■ Gestellte Aufgabe ■
Überführe die Zeilen der Auflistung ab der Zeile mit "For every instance of the twig, put" bis einschließlich der letzten Zeile der Auflistung in eine JSON-Liste von Zeichenketten, eine Zeichenkette pro Zeile. Leerzeilen werden ausgelassen.

■ Bereitgestellte Auflistung ■
※ ※ ※
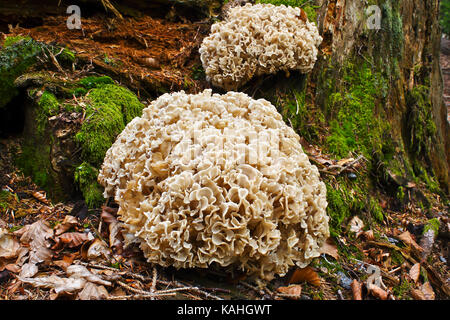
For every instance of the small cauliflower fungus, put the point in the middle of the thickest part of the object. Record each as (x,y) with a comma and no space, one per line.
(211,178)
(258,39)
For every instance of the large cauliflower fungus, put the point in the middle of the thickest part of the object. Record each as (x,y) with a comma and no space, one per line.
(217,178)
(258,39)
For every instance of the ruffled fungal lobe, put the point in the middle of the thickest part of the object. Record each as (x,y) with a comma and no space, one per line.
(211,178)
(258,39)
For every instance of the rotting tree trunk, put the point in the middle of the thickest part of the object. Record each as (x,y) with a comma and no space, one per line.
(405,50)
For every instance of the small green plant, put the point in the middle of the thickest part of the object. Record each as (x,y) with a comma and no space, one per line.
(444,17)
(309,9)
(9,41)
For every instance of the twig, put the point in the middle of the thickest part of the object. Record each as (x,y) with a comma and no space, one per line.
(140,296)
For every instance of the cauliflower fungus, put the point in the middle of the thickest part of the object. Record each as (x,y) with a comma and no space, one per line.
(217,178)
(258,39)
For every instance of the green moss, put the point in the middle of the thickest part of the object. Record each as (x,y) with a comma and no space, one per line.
※ ※ ※
■ Erwartete Ausgabe ■
[
  "For every instance of the twig, put the point in the middle of the thickest part of the object. Record each as (x,y) with a comma and no space, one per line.",
  "(140,296)",
  "For every instance of the cauliflower fungus, put the point in the middle of the thickest part of the object. Record each as (x,y) with a comma and no space, one per line.",
  "(217,178)",
  "(258,39)",
  "For every instance of the green moss, put the point in the middle of the thickest part of the object. Record each as (x,y) with a comma and no space, one per line."
]